• [To be done]
**A)** Give every username that heads a post in the forum thread on puppy age.
**B)** In the puppy age thread, how many females does one breeder currently have remaining?
**C)** Summarize the puppy age thread in two sentences.

• [Document section]
══════

# Puppy age



## MrGSD (Dec 7, 2018)

After some extensive searching, I've narrowed the breeders down to a few. One currently has 3 females remaining(which was a surprise), and one has really caught my eye. But at 16 weeks old, I have to wonder why he still has them. I'm waiting to find out more. I think it was a litter of 7, but haven't confirmed that yet.



With that age, what are your thoughts? Would it be enough to pass and keep looking? I would prefer another 8 week old but there's something about this girl that's hard to explain...and whatever it is, it clicked when I first saw her. 



**I'm only asking for comments about the 16 week age as I am fully aware of everything else involved  It just seems odd that a reputable breeder would still have 3 at 16 weeks old.


----------



## Sabis mom (Mar 20, 2014)

I can think of a few reasons to have pups left and I understand you being a bit gun-shy right now. 
So, if you want to pm me the breeder I can take a look and see what my gut says but really if she is the one then go for it. 
Remember though I'm just an idiot that likes dogs:smile2:


----------



## Colorado (Nov 25, 2007)

MrGSD said:


> But at 16 weeks old, I have to wonder why he still has them. I'm waiting to find out more. I think it was a litter of 7, but haven't confirmed that yet.

══════

• [Extracted information]

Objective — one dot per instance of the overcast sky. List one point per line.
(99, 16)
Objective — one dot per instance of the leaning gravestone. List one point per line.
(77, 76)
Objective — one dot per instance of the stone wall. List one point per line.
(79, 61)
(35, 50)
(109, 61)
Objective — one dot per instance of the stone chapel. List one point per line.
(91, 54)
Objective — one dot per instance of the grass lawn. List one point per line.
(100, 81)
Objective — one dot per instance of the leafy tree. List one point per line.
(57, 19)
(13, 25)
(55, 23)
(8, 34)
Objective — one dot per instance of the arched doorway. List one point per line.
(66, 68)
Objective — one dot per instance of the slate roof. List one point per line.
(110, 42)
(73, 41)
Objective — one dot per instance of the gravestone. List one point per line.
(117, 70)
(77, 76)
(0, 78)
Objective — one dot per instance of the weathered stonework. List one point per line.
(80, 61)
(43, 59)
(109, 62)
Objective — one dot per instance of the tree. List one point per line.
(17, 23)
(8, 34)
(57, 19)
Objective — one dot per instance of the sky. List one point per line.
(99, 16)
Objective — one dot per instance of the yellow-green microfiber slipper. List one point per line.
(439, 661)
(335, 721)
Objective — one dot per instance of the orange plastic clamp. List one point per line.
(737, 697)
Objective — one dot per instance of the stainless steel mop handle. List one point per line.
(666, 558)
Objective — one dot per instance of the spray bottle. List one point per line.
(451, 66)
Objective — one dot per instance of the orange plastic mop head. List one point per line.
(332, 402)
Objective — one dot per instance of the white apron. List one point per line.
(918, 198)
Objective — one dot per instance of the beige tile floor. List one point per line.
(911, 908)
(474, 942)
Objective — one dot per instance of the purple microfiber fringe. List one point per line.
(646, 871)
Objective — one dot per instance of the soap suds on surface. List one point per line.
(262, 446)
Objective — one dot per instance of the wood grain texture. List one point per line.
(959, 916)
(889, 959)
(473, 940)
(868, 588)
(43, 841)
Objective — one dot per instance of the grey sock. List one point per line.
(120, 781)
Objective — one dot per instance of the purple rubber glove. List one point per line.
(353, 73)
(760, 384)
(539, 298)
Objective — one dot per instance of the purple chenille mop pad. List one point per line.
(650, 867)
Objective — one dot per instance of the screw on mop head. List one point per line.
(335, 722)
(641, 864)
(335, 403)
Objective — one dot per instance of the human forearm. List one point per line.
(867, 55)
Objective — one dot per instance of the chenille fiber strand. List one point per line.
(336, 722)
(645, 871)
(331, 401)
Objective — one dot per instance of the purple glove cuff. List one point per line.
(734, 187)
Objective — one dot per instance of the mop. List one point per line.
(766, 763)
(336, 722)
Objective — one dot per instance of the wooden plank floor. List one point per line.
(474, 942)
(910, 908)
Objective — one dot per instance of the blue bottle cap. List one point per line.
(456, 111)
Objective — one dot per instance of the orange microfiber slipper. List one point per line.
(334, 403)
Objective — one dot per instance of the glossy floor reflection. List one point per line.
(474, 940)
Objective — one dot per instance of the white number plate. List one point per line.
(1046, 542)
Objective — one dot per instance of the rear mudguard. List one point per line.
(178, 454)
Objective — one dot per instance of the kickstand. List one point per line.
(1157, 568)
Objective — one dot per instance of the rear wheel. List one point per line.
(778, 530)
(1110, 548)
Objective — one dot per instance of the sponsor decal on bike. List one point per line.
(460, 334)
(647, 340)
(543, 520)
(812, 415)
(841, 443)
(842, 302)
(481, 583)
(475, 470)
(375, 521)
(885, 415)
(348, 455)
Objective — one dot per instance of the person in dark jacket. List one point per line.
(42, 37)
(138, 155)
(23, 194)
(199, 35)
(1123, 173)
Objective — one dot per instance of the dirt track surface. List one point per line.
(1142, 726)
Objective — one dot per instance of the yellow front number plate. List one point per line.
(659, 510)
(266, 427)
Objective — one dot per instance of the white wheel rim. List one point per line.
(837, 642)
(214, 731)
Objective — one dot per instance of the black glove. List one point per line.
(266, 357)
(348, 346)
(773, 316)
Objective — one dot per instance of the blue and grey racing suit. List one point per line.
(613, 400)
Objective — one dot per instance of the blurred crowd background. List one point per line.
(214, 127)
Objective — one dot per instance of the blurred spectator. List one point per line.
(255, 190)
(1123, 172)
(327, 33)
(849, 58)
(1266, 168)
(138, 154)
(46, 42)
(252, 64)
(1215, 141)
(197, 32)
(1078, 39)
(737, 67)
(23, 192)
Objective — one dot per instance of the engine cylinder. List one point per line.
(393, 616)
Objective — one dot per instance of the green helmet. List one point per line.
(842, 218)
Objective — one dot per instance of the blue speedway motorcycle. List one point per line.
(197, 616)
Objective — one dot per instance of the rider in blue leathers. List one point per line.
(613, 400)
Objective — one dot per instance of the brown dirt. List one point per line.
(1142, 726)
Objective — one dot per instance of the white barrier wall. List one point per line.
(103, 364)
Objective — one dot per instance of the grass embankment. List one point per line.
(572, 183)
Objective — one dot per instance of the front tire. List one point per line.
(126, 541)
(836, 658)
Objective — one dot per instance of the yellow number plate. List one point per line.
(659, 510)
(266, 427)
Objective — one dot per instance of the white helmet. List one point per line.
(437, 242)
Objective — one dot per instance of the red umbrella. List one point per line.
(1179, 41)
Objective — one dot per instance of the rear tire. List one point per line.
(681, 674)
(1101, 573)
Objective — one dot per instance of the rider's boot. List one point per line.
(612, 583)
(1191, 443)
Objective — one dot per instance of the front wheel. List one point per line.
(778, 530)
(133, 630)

══════

• [Expected outputs]
**A)** MrGSD, Sabis mom, Colorado

**B)** Three.

**C)** MrGSD has narrowed the search to a few breeders, one of whom still has three 16-week-old females, and asks whether that age is reason enough to pass on a puppy that caught their eye, though an 8-week-old would be preferred. Sabis mom replies that there are a few possible reasons for pups to be left, offers to look at the breeder if sent a private message, and advises going ahead if she is the one.